BEGIN READING TEXT

So as yesterday progressed it actually just got worse. I came home early because I was feeling ill and I took a nap and then I woke up anxious. I landed up eating 3 bowls of muesli and yogurt. I just sat crying and binging but I didn’t purge. I was crying because I felt like such a failure, the fact that my bulimia is acting up again. The fact that I am back here. 6 years ago I fought so hard to beat this and now I am back here. I hadn’t binged and purged in 4 months and then it slowly starting creeping back up. Fuck off.
The ironic thing is that I have been engrossed in my eating disorder all this time, since February. Just because I didn’t binge and purge for a good while doesn’t mean it wasn’t there. I was restricting and I was over exercising and I was weighing myself. Its just that I waver between the anorexic tendencies and the bulimic tendencies and I flit between the two and when I am in the restricting phase I am at my happiest because then I feel proud of myself and I feel in control.
Last night I binged – I hardly ever purge anymore because I am too scared – so I am gaining weight, and thats just a whole other issue it itself. I binged on yogurt and granola because I am at that point now where anything will do. I literally sat over a bowl binging and crying – in hindsight I was probably eating my tears as well. Such a mess.
Then he called and I didn’t answer because how on earth was I going to answer a his call crying and binging and wallowing in a pit. So I called him back a few moments later and he knew something was up and so he came over and her held me and it was wonderful. He knows about the disorder but I am not sure if he understands it and understands all that it entails. Still he was so very supportive and basically told me to stop being so hard on myself – I need to be more gentle on my myself. It was so warm and safe lying in his arms. I wanted to open up even more about my eating disorder but I was ashamed. When I am in the binge and purge cycle I get so ashamed of myself. Bulimia really isn’t the most attractive illness to have – its fucking disgusting actually. So How do you just blurt that out to someone 😦 without having the fear that they will judge you – especially when you have been judged. Yet it is incredibly unfair on anyone for me to think that, because everyone has their own views and I know that I need to give people a chance instead of just assuming that they won’t understand.

END READING TEXT
BEGIN DATA LISTING

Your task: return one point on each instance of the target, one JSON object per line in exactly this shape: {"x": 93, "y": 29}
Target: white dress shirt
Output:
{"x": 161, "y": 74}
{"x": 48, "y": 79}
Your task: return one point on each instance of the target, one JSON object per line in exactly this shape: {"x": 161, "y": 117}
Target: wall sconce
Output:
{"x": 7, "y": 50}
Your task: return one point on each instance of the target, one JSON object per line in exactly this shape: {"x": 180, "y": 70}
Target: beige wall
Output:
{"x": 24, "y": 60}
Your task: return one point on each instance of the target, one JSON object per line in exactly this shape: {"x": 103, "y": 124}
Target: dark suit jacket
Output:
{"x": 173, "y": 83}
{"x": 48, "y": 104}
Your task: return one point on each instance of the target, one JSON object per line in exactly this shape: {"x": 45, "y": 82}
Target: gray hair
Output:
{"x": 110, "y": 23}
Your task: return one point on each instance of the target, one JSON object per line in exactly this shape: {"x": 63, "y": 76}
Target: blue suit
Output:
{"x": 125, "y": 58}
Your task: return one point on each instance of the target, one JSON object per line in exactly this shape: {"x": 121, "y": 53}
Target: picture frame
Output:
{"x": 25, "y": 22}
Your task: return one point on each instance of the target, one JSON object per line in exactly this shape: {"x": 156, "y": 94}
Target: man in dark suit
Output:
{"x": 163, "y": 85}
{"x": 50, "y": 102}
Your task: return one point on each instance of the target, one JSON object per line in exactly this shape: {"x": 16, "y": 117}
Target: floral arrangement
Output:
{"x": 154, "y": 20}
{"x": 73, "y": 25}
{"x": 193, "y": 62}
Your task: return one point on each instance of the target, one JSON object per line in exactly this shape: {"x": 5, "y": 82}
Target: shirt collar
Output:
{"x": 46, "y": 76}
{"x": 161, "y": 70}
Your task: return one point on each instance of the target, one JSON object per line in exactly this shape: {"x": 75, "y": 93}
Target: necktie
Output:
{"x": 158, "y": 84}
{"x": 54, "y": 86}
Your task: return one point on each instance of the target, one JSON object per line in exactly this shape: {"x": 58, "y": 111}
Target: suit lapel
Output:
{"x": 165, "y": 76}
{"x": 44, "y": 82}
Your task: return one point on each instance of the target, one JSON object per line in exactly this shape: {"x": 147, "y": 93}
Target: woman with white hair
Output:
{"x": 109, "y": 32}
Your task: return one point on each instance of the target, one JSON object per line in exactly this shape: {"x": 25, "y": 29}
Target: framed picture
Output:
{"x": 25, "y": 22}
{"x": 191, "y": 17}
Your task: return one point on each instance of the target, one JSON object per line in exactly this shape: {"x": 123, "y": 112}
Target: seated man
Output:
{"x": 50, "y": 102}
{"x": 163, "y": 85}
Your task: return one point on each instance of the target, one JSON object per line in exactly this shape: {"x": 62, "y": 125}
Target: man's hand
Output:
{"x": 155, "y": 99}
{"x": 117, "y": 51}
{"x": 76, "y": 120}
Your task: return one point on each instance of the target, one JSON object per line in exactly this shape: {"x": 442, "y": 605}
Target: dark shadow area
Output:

END DATA LISTING

> REQUIRED ACTION 1
Reproduce word for word the part of the reading text that begins at the words "The ironic thing" and stops after the words "Such a mess.".
> REQUIRED ACTION 2
Summarize the reading text in two sentences.

> EXERCISE OUTPUT 1
The ironic thing is that I have been engrossed in my eating disorder all this time, since February. Just because I didn’t binge and purge for a good while doesn’t mean it wasn’t there. I was restricting and I was over exercising and I was weighing myself. Its just that I waver between the anorexic tendencies and the bulimic tendencies and I flit between the two and when I am in the restricting phase I am at my happiest because then I feel proud of myself and I feel in control.
Last night I binged – I hardly ever purge anymore because I am too scared – so I am gaining weight, and thats just a whole other issue it itself. I binged on yogurt and granola because I am at that point now where anything will do. I literally sat over a bowl binging and crying – in hindsight I was probably eating my tears as well. Such a mess.

> EXERCISE OUTPUT 2
After coming home ill and waking up anxious, the writer binged while crying, ashamed that bulimia had returned after four months without bingeing and purging, though the disorder had been present all along through restricting, over-exercising, and weighing. Someone who knows about the disorder came over, held the writer, and urged more gentleness toward oneself, but shame kept the writer from opening up further, even while recognizing that people deserve a chance instead of being assumed not to understand.